**Task brief**
Copy out once more, exactly, the line with "Target: coastline" and all the lines after it, up to the last line of the data.

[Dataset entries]
---+---
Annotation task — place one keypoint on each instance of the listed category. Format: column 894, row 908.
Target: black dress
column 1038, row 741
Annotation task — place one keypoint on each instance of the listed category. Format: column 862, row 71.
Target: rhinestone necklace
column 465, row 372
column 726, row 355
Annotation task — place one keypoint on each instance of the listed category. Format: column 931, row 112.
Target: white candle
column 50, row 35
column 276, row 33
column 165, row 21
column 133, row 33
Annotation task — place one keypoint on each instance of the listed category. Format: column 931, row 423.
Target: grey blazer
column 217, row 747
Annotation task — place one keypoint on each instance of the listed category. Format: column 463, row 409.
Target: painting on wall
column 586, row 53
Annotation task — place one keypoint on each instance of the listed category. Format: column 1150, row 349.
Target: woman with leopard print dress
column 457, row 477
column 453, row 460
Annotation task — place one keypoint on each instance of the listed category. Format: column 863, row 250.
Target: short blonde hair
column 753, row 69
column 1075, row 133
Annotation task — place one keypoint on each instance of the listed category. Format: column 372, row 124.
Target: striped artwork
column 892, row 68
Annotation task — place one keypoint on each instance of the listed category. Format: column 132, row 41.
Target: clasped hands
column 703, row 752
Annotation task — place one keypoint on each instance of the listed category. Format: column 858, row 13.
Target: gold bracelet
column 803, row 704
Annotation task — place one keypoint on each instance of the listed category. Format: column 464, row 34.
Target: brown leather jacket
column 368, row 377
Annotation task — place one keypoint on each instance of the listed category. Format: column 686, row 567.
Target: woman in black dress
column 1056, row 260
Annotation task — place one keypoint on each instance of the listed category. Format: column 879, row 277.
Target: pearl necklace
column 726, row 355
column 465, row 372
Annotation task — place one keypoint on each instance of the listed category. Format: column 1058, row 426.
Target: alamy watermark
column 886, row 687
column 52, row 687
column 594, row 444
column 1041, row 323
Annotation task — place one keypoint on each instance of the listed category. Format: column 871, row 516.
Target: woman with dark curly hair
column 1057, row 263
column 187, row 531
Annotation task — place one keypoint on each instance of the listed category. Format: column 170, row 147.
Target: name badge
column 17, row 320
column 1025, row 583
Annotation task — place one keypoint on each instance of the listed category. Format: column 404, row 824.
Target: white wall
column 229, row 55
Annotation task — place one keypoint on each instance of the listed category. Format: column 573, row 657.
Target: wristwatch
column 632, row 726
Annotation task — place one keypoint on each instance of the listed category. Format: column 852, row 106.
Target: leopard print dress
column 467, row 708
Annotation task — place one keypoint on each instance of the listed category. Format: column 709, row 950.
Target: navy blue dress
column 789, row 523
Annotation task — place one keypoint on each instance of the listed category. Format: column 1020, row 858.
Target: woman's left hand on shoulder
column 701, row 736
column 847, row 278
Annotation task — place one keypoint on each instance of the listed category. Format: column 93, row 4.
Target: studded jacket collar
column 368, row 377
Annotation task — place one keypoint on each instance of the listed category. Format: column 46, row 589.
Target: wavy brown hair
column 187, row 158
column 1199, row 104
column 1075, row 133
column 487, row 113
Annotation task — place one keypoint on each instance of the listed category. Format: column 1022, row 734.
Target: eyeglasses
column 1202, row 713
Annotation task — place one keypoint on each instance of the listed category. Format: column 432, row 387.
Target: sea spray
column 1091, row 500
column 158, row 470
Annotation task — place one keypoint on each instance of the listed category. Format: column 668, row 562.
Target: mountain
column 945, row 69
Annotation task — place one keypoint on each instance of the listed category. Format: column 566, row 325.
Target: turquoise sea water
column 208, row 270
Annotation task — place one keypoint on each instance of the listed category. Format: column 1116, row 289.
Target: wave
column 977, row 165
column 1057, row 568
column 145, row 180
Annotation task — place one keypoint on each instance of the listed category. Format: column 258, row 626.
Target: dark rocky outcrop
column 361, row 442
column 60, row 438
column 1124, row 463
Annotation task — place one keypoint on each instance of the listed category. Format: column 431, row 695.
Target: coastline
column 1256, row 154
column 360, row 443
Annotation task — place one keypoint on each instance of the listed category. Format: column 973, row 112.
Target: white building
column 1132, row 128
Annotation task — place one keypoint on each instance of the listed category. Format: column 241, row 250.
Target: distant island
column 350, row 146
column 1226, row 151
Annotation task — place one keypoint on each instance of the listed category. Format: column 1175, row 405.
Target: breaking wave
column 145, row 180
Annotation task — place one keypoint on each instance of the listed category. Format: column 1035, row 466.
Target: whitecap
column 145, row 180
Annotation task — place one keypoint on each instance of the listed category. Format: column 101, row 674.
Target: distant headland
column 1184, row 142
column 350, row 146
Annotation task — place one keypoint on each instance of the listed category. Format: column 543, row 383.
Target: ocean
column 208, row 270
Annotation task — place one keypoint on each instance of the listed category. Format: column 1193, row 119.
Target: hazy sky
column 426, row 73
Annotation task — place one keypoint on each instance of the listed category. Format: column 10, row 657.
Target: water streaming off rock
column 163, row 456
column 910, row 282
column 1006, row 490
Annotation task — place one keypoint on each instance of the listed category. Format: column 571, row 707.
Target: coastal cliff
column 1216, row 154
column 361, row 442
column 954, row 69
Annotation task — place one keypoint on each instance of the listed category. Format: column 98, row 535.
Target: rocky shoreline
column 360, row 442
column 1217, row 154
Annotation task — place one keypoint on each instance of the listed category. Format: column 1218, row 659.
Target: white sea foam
---+---
**Result of the task**
Target: coastline
column 1256, row 154
column 360, row 443
Annotation task — place one keypoint on each instance of the listed category. Format: column 973, row 112.
Target: white building
column 1132, row 128
Annotation task — place one keypoint on each instance of the listed category. Format: column 241, row 250.
Target: distant island
column 350, row 146
column 1226, row 151
Annotation task — place one keypoint on each instance of the listed category. Format: column 1175, row 405.
Target: breaking wave
column 145, row 180
Annotation task — place one keypoint on each instance of the listed category. Format: column 1035, row 466.
Target: whitecap
column 145, row 180
Annotation task — place one keypoint on each instance of the listed category. Format: column 101, row 674.
Target: distant headland
column 1184, row 142
column 350, row 146
Annotation task — place one keypoint on each instance of the listed category. Format: column 543, row 383.
Target: ocean
column 208, row 270
Annotation task — place one keypoint on each instance of the listed category. Format: column 1193, row 119.
Target: hazy sky
column 426, row 73
Annotation task — place one keypoint on each instance of the listed category. Format: column 10, row 657.
Target: water streaming off rock
column 163, row 456
column 910, row 282
column 1006, row 490
Annotation task — place one keypoint on each instance of the listed category. Format: column 571, row 707.
Target: coastal cliff
column 1216, row 154
column 361, row 442
column 954, row 69
Annotation task — place one keypoint on each instance of the listed category. Format: column 98, row 535.
Target: rocky shoreline
column 360, row 442
column 1217, row 154
Annotation task — place one keypoint on each instance of the listed category. Format: column 1218, row 659.
Target: white sea foam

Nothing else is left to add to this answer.